__Reading text__.

* * *

So you've paid for all the job adverts, you've laboriously poured over all the CVs, laughed at the bad ones, ruled out the unsuitable ones, and chosen your shortlist of good ones.
The work is almost over, isn't it? Just a few interviews and you'll have your new member of staff and another vacancy will be filled, until the next one comes along.
If only it were that simple. While you're undoubtedly on the home straight, the job interview is probably the most important part of the recruitment process. This is where you will come face-to-face with the people you may have to come face-to-face with every day for years to come.
How you behave and conduct yourself in an interview is just as important as how the candidate behaves. As much as you will expect any good applicant to come prepared and reasonably informed about your company, they will expect you to be prepared and reasonably informed about the information they provided on their CV.
What is the interview for?
Once you've picked your shortlist of candidates, the first thing to do is stop and take a breather. Sit back and work out exactly what it is you want the interviews to achieve.
At first glance, the answer to this sounds obvious: "It's to find the best person for the job, isn't it?"
Well, ultimately, yes. But the interview shouldn't be thought of as the final round in a knockout competition. The opinions and information you get from the interview should ultimately be combined with that from the CVs, the qualifications, the experience, the references and anything else you have to form your final decision.
It's true that the primary aim of a job interview is to meet the applicant and work out whether they are right for the job, but this should be measured against a definite job description you should have drawn up before you even advertised the vacancy.
Less obviously, it's easy to forget that the job interview also exists for the candidate to find out more about you and your company. Anybody looking for a new job can make dozens of applications, and they may have had dozens of interviews. It's up to you to explain exactly what the job is, why it will be interesting and engaging, and why your company is a great place to work.

* * *

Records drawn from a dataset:
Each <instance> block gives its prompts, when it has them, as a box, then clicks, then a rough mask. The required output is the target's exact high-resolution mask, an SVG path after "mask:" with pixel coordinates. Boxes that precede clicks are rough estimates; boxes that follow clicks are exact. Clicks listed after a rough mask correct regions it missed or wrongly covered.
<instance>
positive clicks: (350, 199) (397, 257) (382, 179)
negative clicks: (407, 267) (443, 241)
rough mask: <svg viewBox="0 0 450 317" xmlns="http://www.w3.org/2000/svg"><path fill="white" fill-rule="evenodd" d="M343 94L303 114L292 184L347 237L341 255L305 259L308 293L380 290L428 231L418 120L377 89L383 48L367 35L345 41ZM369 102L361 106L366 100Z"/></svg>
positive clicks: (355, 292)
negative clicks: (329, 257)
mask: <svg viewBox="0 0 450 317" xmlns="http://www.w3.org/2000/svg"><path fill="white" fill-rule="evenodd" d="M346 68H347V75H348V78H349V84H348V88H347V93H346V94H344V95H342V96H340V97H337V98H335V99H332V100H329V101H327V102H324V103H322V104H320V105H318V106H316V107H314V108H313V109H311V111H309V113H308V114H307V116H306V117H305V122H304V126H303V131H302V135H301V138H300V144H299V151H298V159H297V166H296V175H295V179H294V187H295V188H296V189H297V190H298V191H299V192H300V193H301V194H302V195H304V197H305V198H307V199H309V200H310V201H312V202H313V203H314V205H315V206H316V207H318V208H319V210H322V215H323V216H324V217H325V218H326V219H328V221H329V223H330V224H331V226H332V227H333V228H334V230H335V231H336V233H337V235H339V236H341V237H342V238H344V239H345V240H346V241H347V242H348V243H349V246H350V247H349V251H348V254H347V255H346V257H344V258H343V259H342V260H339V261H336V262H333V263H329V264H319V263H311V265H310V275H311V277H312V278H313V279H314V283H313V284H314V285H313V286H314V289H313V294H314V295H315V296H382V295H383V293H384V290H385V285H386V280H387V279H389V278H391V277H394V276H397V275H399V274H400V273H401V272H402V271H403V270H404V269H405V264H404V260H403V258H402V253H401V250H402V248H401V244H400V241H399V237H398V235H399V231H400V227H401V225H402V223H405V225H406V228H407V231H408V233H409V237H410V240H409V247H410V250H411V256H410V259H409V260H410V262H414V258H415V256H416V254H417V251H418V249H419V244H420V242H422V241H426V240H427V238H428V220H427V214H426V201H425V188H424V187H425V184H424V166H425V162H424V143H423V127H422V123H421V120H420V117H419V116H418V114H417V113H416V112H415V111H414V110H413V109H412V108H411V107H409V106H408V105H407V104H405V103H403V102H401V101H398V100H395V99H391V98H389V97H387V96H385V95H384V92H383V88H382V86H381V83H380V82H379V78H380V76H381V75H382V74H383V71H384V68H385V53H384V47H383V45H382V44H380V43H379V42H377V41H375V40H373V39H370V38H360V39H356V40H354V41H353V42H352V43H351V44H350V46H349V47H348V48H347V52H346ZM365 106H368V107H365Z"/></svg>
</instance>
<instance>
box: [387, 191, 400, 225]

* * *

__Questions to answer__.
A: Recast the records as a Markdown table with the columns Row and Record line, omitting blank lines. Start at the first line of the records and end after the line that contains "positive clicks: (355, 292)".
B: Continue the text on conducting job interviews from where it stops.

__List of answers__.
A:
| Row | Record line |
|---|---|
| 1 | Each <instance> block gives its prompts, when it has them, as a box, then clicks, then a rough mask. The required output is the target's exact high-resolution mask, an SVG path after "mask:" with pixel coordinates. Boxes that precede clicks are rough estimates; boxes that follow clicks are exact. Clicks listed after a rough mask correct regions it missed or wrongly covered. |
| 2 | <instance> |
| 3 | positive clicks: (350, 199) (397, 257) (382, 179) |
| 4 | negative clicks: (407, 267) (443, 241) |
| 5 | rough mask: <svg viewBox="0 0 450 317" xmlns="http://www.w3.org/2000/svg"><path fill="white" fill-rule="evenodd" d="M343 94L303 114L292 184L347 237L341 255L305 259L308 293L380 290L428 231L418 120L377 89L383 48L367 35L345 41ZM369 102L361 106L366 100Z"/></svg> |
| 6 | positive clicks: (355, 292) |

B:
What you should do before the interview
Preparation is a key element in a successful job interview. First of all, don't make it difficult for the interviewee to find you. Make sure you've let them have all the information they need beforehand that will get them into the interview chair. Travel information like road maps, parking and public transport details will have them arrive relaxed and, hopefully, on time. Also tell them beforehand whether you're willing to reimburse their travel expenses.
If you're planning anything unusual, like a tour, or if they're going to be interviewed by a panel of people, then tell them the timetable in advance so they're not caught out (unless you want to catch them unawares, that is).
Make sure they have a definite person to ask for at reception, and tell reception that you're expecting some interviewees. They're usually nervous enough without having to explain to a puzzled receptionist who they are and why they're there.
All these things will mean the candidates will sit down in front of you relaxed, comfortable and with an already favourable first impression of a company that is friendly and looks after people.
The other thing to work out before the candidates arrive is where you're actually going to interview them. If you want a relaxed, informal atmosphere then maybe you shouldn't sit with a desk between you. Are you going to offer them tea or coffee? Perhaps you'll want to show them around before you officially start, very useful in hotels.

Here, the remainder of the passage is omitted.